### Document
* * *
Inspectah Deck might just be the secret weapon of the Wu-Tang Clan. The Park Hill, Staten Island emcee (and producer) may lack the classic solo album that Ghostface, GZA, Method Man and Raekwon can all claim, but the Rebel INS proves to be an essential ingredient to the group’s success as any Clansman.

Released through Traffic Entertainment, March 23’s The Manifesto hopes to alter perceptions. Speaking with HipHopDX, Deck explains that he’s dealing with rivalries and fair-weather fraternities with his brothers, but his commitment to lyricism, wisdom and technical flow may finally yield the pensive emcee his first solo masterpiece, in a score that’s been especially kind to Shaolin alumni. Inspectah Deck did not just steal the show on “Triumph,” the emcee has lived it since birth.

HipHopDX: Listening to “The Champion”, that song has such an innovative rhyme scheme. I listened to a number of times, and the places where the words rhyme is really innovative, and it still sounds like good music. As an emcee, how do you stay so technical and innovative at this point in your career?
Inspectah Deck: Number one, I appreciate the fact that you noticed that, man. I respect that. That’s why I still do it at this late stage in the game. Yeah, a lot of people are going to miss that ’cause they’re so concerned with the beat and who did the beat. [People] are more concerned with a name than the actual product right now. My man Hasan could’ve did the beat, and it would’ve probably been overlooked, but being that it’s an Alchemist beat, it’s ‘Oh shit!’ That shouldn’t even be the point.
* * *
### Exercise materials

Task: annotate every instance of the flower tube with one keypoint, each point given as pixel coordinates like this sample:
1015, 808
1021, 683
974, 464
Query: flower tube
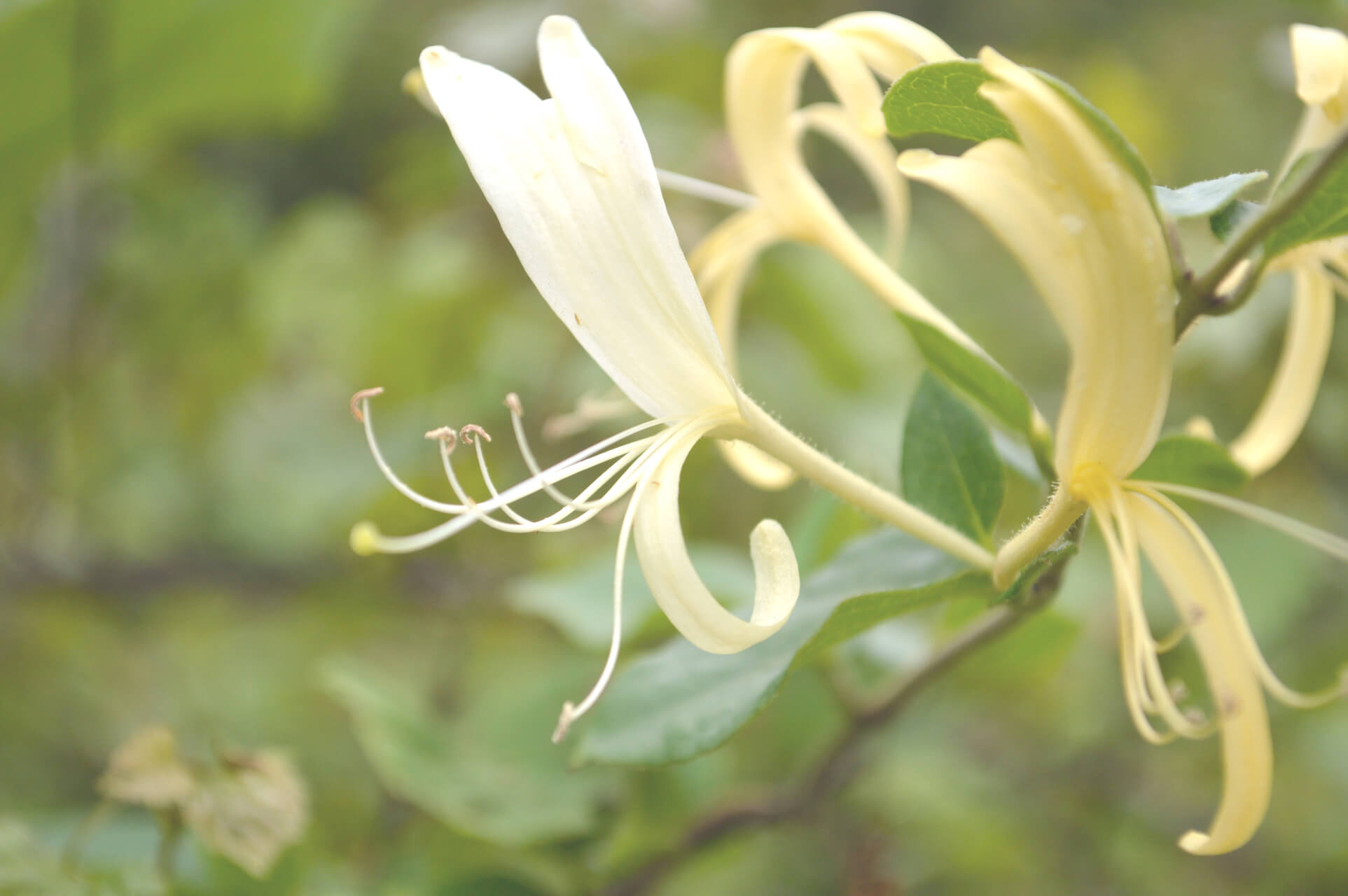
1083, 230
574, 186
1320, 58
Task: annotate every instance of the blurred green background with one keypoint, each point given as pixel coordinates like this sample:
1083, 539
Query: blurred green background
221, 217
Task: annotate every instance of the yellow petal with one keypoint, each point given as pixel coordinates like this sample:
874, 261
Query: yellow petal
680, 591
1286, 407
1195, 585
1085, 232
891, 45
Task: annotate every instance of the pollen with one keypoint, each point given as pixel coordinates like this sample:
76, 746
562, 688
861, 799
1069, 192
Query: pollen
364, 539
1092, 483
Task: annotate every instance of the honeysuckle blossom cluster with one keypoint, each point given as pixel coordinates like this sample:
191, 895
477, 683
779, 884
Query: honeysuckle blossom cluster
574, 185
576, 192
1088, 237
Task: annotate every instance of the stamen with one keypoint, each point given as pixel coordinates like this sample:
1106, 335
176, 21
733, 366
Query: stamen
572, 712
406, 491
1319, 539
517, 412
704, 190
363, 399
471, 430
467, 517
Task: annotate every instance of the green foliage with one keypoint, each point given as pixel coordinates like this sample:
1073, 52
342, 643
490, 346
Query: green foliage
943, 97
1205, 198
137, 74
951, 468
1225, 223
501, 794
1186, 460
679, 702
578, 598
1321, 217
982, 380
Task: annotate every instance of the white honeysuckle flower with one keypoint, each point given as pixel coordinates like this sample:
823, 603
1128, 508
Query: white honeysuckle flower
1320, 64
1085, 233
1317, 270
574, 186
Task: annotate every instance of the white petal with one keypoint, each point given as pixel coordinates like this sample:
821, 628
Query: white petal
723, 262
1320, 59
1286, 407
642, 323
677, 587
1234, 682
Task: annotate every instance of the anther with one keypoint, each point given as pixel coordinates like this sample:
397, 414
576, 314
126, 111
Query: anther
471, 430
445, 434
360, 396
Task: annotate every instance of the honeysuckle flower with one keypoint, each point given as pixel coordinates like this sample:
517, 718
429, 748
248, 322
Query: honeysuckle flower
763, 74
1320, 64
1320, 57
574, 186
1085, 233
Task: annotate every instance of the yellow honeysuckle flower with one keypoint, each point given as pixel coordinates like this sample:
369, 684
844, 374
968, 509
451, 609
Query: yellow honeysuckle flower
1320, 57
1317, 271
1087, 234
574, 186
763, 74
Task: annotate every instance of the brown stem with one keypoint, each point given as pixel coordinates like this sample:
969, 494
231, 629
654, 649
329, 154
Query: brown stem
836, 770
1202, 295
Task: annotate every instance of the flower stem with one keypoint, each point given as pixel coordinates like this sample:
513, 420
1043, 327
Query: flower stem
766, 433
1202, 294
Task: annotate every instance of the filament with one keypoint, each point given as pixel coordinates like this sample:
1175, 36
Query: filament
572, 712
704, 190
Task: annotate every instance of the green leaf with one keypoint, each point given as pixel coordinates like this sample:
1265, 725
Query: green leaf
1205, 197
1321, 217
951, 468
943, 97
1030, 575
1109, 134
452, 772
983, 382
679, 702
578, 600
1224, 224
1186, 460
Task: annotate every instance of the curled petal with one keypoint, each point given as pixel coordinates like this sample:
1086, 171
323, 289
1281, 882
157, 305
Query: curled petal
875, 158
723, 262
677, 587
1320, 59
1286, 407
576, 193
1195, 587
891, 45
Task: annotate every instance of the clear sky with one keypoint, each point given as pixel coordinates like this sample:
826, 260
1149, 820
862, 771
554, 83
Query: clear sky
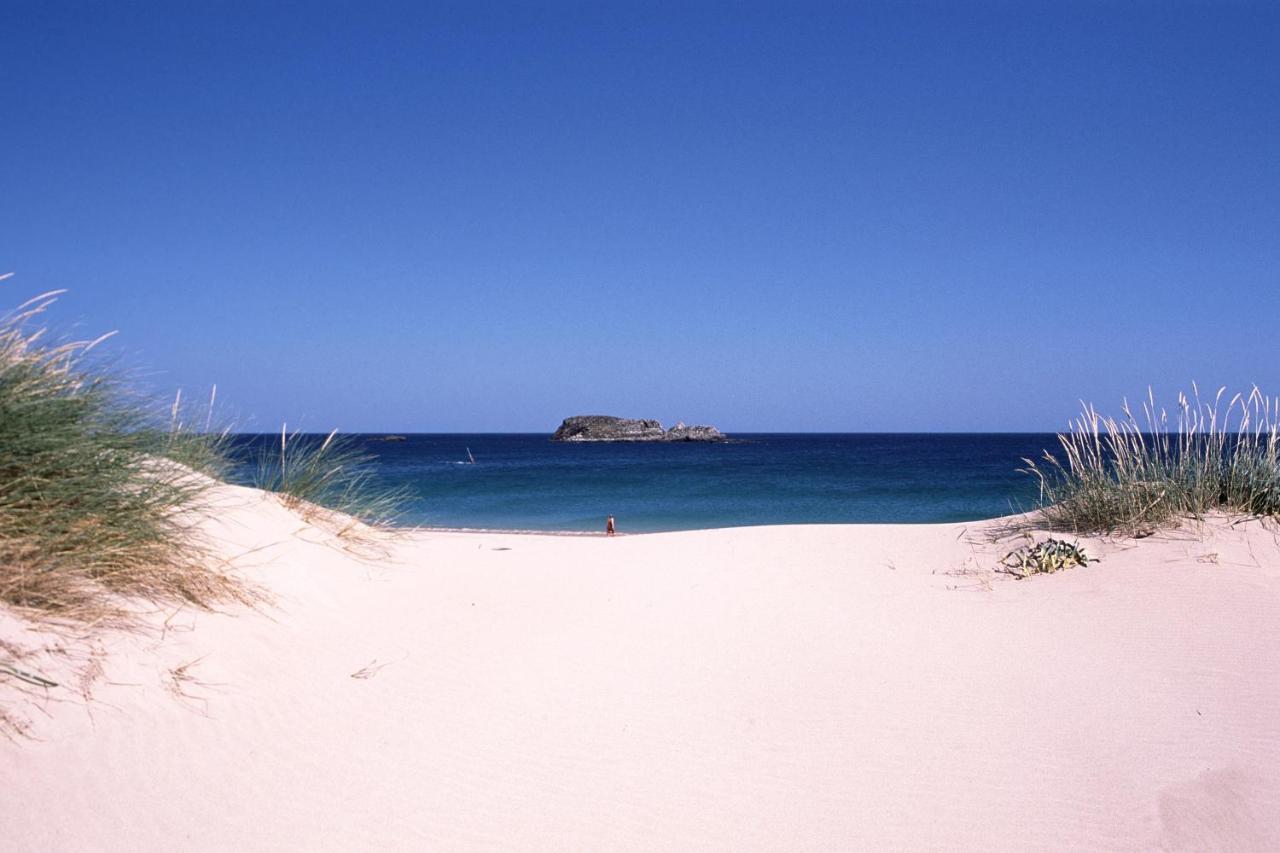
785, 217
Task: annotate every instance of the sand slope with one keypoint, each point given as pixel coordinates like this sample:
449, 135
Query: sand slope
795, 688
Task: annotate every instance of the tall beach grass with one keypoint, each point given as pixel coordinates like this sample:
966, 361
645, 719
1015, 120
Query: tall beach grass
91, 509
1116, 474
327, 478
103, 491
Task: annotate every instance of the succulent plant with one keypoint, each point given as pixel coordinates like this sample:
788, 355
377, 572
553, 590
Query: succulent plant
1043, 557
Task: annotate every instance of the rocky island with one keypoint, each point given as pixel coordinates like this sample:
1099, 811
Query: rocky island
604, 428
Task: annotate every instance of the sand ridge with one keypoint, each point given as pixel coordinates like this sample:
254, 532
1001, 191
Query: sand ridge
791, 688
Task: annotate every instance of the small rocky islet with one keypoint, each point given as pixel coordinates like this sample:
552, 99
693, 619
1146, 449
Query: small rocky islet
606, 428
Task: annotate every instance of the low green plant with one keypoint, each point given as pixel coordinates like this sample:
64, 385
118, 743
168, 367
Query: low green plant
1043, 557
1120, 475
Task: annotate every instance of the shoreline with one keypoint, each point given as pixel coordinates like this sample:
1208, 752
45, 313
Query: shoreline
759, 688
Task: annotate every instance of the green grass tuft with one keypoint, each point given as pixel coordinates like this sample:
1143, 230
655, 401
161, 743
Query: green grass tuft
329, 473
90, 509
1116, 475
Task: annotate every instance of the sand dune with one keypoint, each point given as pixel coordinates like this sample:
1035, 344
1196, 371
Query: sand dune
794, 688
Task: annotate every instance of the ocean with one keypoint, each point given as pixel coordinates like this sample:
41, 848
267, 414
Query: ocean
525, 482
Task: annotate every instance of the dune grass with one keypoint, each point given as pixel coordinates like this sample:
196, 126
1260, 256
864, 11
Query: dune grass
332, 473
90, 509
1129, 477
103, 491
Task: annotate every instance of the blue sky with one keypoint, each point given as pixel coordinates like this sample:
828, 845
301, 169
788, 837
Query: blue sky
787, 217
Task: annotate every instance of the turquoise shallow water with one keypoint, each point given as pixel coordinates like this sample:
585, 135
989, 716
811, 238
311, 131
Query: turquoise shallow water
528, 482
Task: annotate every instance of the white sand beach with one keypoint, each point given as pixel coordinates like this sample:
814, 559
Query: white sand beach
786, 688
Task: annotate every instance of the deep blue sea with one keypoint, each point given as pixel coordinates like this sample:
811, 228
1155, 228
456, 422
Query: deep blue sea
526, 482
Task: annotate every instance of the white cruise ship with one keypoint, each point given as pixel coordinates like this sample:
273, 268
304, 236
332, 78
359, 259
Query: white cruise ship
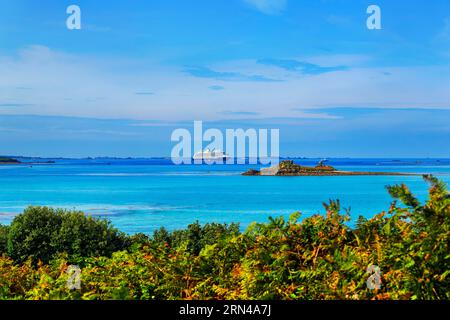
210, 155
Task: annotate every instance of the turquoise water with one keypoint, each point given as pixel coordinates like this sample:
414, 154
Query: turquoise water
140, 195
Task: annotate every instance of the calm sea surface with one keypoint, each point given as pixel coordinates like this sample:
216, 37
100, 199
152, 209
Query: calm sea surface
140, 195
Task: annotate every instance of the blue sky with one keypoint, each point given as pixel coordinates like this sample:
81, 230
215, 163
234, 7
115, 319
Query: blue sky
137, 70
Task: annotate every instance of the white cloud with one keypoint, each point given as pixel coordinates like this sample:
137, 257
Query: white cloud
268, 6
62, 84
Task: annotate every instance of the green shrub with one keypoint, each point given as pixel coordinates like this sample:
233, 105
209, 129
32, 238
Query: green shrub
4, 230
41, 233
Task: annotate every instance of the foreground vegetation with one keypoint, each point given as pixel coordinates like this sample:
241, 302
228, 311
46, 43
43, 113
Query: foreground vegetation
317, 258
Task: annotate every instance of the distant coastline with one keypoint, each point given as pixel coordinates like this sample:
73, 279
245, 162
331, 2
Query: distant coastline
289, 168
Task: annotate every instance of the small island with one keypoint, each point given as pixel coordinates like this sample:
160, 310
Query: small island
* * *
### Problems and tasks
1. Extract the entire Inspectah Deck interview word for word.
2. Copy, word for word, the stretch of the records from the line containing "Task: annotate every instance of the small island" through the end of the records.
The interview and the records were taken from unrelated sources.

### Solutions to the exercise
1.
Inspectah Deck might just be the secret weapon of the Wu-Tang Clan. The Park Hill, Staten Island emcee (and producer) may lack the classic solo album that Ghostface, GZA, Method Man and Raekwon can all claim, but the Rebel INS proves to be an essential ingredient to the group’s success as any Clansman.

Released through Traffic Entertainment, March 23’s The Manifesto hopes to alter perceptions. Speaking with HipHopDX, Deck explains that he’s dealing with rivalries and fair-weather fraternities with his brothers, but his commitment to lyricism, wisdom and technical flow may finally yield the pensive emcee his first solo masterpiece, in a score that’s been especially kind to Shaolin alumni. Inspectah Deck did not just steal the show on “Triumph,” the emcee has lived it since birth.

HipHopDX: Listening to “The Champion”, that song has such an innovative rhyme scheme. I listened to a number of times, and the places where the words rhyme is really innovative, and it still sounds like good music. As an emcee, how do you stay so technical and innovative at this point in your career?
Inspectah Deck: Number one, I appreciate the fact that you noticed that, man. I respect that. That’s why I still do it at this late stage in the game. Yeah, a lot of people are going to miss that ’cause they’re so concerned with the beat and who did the beat. [People] are more concerned with a name than the actual product right now. My man Hasan could’ve did the beat, and it would’ve probably been overlooked, but being that it’s an Alchemist beat, it’s ‘Oh shit!’ That shouldn’t even be the point.

2.
Task: annotate every instance of the small island with one keypoint, each point given as pixel coordinates like this sample:
160, 310
Query: small island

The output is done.